*Passage provided*
Configuring the Docker Telegraf Input Plugin

Navigate to:

Thankfully, monitoring my containers with InfluxDB was surprisingly easy. Unfortunately, deriving value from container data is not. Understanding how to manage and allocate container resources is far from easy and DevOps still remains largely mysterious to me. My lack of understanding has come into focus as I started monitoring some containers locally. In this blog post, I will share my journey to understanding container monitoring better.

But first, let me show you:

  1. How I configured a reverse proxy and nginx server in Docker containers to serve a static HTML
  2. How I used Telegraf and InfluxDB to monitor these containers locally
  3. All of the questions that this exercise spurred

How I Configured a Reverse Proxy and nginx Server in Docker Containers to Serve a Static HTML

I decided to monitor containers on my local machine. I really enjoyed following this tutorial, and I recommend it to any new Docker users. First, I created two images. The first is a nginx image that serves a static HTML page. The second is an nginx reverse proxy image that forwards requests to all of the static app containers in Round Robin with a built-in DNS resolver. In order to build those two images, I created an “app” directory and a “proxy” directory. In my “app” directory, I created a dockerfile (a file that contains all of the commands required to build a docker image) and my static HTML. The dockerfile looks like this:

FROM nginx:alpine
COPY static.html /usr/share/nginx/html

It contains instructions for docker to build a nginx container (specifically, an alpine version). Static.html is copied into nginx’s default directory for static HTML files, so that it can serve the site. Since I was only interested in seeing what it’s like to monitor my containers with InfluxDB, my HTML is the painfully boring “Hello World” page:

<html>
<header><title>Monitoring Docker with InfluxDB</title></header>
<body>
Hello world
</body>
</html>

To build the nginx static app image, I use the command docker build -t "app" . -p 9000:80. This command builds the image and tags it with the name “app”. It also remaps port 9000 to port 80 on localhost.

*Dataset records*

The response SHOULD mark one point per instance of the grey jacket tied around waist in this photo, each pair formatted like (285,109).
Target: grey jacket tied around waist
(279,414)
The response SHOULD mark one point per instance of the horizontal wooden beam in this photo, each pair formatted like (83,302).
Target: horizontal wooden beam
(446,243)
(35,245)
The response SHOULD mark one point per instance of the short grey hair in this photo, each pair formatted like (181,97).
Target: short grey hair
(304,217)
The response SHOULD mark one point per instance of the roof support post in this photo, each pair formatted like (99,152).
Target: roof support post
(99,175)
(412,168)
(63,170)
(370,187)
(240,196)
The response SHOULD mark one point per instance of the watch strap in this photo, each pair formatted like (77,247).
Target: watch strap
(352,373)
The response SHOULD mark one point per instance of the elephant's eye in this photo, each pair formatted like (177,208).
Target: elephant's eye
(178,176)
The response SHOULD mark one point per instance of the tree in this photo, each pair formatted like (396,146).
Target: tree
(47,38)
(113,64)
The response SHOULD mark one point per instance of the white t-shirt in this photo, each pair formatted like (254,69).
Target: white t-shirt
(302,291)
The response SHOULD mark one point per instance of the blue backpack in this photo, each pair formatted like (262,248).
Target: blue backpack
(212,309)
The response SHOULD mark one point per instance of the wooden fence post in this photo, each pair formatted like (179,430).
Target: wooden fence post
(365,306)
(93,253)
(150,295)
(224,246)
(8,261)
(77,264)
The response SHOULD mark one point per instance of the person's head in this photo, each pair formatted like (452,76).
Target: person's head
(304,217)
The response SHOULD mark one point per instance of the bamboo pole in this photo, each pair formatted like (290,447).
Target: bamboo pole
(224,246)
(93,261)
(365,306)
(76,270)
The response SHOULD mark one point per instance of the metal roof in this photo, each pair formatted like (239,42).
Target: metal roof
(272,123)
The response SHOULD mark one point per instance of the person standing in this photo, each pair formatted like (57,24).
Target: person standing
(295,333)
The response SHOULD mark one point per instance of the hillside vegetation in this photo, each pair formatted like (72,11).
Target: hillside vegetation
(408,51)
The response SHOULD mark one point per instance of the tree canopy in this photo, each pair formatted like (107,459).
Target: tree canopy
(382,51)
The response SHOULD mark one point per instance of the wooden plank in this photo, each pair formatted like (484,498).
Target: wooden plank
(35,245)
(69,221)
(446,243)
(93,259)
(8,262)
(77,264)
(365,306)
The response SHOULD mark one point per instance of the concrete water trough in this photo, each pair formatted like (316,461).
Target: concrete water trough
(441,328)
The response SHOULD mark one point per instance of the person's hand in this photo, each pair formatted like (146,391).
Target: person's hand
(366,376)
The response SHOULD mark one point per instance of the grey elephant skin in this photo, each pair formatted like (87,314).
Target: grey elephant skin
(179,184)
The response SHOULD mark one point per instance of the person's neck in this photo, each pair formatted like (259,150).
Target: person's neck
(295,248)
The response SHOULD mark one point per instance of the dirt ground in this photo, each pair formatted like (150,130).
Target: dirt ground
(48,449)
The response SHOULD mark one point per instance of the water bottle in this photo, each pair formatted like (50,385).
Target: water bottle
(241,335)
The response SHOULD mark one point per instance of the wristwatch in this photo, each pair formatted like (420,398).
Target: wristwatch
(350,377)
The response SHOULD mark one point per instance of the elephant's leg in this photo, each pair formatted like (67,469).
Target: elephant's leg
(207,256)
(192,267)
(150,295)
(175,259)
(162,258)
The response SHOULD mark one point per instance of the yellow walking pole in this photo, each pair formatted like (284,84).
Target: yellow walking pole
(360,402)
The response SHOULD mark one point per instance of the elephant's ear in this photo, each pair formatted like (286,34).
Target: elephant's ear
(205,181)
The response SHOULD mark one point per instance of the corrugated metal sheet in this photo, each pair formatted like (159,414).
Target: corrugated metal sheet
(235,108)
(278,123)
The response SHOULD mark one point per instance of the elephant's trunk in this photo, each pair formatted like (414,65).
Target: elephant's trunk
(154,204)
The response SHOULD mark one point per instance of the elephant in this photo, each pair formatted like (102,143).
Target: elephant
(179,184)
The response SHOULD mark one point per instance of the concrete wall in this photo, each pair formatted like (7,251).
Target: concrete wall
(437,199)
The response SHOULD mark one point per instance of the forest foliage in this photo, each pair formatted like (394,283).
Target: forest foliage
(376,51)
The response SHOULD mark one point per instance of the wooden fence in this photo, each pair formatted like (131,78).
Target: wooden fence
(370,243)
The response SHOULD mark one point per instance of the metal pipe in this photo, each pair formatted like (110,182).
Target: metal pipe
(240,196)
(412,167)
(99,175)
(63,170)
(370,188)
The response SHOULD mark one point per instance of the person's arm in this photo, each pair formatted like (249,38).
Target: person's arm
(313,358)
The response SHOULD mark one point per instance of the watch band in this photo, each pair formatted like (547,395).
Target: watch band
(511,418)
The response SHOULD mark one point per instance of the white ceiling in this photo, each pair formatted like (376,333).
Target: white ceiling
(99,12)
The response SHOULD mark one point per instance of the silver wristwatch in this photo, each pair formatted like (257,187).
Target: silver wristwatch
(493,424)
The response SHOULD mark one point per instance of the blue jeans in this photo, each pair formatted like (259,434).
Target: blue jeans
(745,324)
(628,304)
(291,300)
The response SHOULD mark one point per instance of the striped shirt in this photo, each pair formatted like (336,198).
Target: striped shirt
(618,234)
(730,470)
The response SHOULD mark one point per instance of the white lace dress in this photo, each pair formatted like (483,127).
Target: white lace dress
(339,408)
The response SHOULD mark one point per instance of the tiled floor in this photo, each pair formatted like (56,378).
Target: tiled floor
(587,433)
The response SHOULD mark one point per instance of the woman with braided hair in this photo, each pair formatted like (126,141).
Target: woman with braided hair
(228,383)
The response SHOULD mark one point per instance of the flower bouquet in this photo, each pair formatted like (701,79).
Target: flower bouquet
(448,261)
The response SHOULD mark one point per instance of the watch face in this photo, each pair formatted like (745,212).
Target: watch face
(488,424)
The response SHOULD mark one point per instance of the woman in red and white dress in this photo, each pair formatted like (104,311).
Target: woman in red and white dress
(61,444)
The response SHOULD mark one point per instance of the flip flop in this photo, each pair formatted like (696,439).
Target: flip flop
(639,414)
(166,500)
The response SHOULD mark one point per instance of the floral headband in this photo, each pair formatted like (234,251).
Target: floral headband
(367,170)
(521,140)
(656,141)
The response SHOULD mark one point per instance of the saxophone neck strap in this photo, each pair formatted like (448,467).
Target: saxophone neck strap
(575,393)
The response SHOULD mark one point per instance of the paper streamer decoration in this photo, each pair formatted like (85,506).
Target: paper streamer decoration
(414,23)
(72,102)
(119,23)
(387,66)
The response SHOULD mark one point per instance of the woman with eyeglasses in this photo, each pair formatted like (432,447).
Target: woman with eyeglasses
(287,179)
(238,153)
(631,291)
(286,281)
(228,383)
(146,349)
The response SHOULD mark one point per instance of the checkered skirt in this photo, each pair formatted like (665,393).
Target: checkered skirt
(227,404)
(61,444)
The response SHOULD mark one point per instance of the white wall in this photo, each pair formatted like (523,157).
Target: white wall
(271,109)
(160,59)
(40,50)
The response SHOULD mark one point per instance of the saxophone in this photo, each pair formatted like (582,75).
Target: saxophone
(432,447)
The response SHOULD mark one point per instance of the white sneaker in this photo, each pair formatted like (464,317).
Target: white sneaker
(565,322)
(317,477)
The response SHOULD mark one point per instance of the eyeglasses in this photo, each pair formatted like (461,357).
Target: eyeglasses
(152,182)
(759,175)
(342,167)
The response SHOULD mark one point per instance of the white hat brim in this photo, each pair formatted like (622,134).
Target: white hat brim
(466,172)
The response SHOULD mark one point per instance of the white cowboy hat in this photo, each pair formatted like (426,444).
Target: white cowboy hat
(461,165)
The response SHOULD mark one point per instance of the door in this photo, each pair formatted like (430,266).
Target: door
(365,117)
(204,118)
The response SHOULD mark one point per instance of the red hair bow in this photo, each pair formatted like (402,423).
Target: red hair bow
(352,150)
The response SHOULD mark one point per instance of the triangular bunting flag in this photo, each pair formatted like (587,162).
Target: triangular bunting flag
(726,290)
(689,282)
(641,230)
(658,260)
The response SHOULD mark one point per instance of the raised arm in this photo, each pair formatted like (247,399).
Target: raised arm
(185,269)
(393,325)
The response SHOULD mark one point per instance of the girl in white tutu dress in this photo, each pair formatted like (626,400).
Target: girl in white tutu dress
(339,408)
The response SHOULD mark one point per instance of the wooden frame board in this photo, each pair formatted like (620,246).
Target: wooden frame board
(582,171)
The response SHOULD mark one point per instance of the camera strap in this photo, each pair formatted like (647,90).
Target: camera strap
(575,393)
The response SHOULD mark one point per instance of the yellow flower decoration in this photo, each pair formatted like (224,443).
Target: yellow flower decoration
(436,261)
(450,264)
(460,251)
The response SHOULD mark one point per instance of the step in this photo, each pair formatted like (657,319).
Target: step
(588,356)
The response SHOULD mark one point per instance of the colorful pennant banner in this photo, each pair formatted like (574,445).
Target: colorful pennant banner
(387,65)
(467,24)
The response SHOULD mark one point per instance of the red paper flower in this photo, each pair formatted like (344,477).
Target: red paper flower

*What to do*
a: Show every line in the entries that contains the word "beam", copying each line in full. Case counts.
b: Carry on the blog post about monitoring Docker containers with InfluxDB from where it stops.

*Answers provided*
a:
The response SHOULD mark one point per instance of the horizontal wooden beam in this photo, each pair formatted like (83,302).
Target: horizontal wooden beam

b:
In my proxy directory, I also have a dockerfile which contains the instructions for this image build. It looks like:

FROM nginx:alpine

COPY proxy.conf /etc/nginx/conf.d/

Here I am copying my proxy config file into the nginx’s default config directory. Proxy.conf contains instructions specifying where the proxy should listen for requests and how the DNS resolver should behave:

server {

    listen 80;

    resolver 127.0.0.11 valid=5s;
    set $app_address http://app;
    location / {
        proxy_pass $app_address;
    }

}

Specifically, proxy.conf tells the proxy server to listen on port 80 on localhost for any incoming requests. I also include the IP address (127.0.0.11) of the built-in DNS resolver so the proxy knows where to forward requests. This DNS resolver contains all of the IP addresses for all of the running app containers. It will pick one IP address and then perform round-robin DNS load balancing across the rest of the containers. By setting the valid=5s, we are telling the proxy to change the cache time to 5s. This way the proxy will discover any changes made to the DNS server more quickly. This was important for me because I wanted to be able to scale up by a few containers and immediately see the changes reflected in my InfluxDB instance. If I didn’t change the parameter to the valid variable, it would default to 5 min.

In production, this longer cache time makes sense because it helps minimize the load on the DNS resolver. However, I don’t have that type of time/patience. Not to mention I would have to spin up a lot of “app” containers to see the negative effects of a smaller valid variable. Since the goal of this project isn’t to try to perform a stress test on the DNS server nor to max out my resources, a cache time of 5s worked great (believe it or not, I sometimes try not to break things…).  Finally, setting the proxy_pass to the variable $app_address forces the proxy to try to discover what information is contained within that $app_address variable. To do so, it must look it up in the DNS resolver each time, ensuring that the address is updated.

The last piece of the configuration puzzle is the docker-compose.yml and the docker-telegraf.conf. The docker-compose.yml includes:

---
version: '2'

services:
    app:
        build: app

    proxy:
        build: proxy
        ports:
         - "80:80"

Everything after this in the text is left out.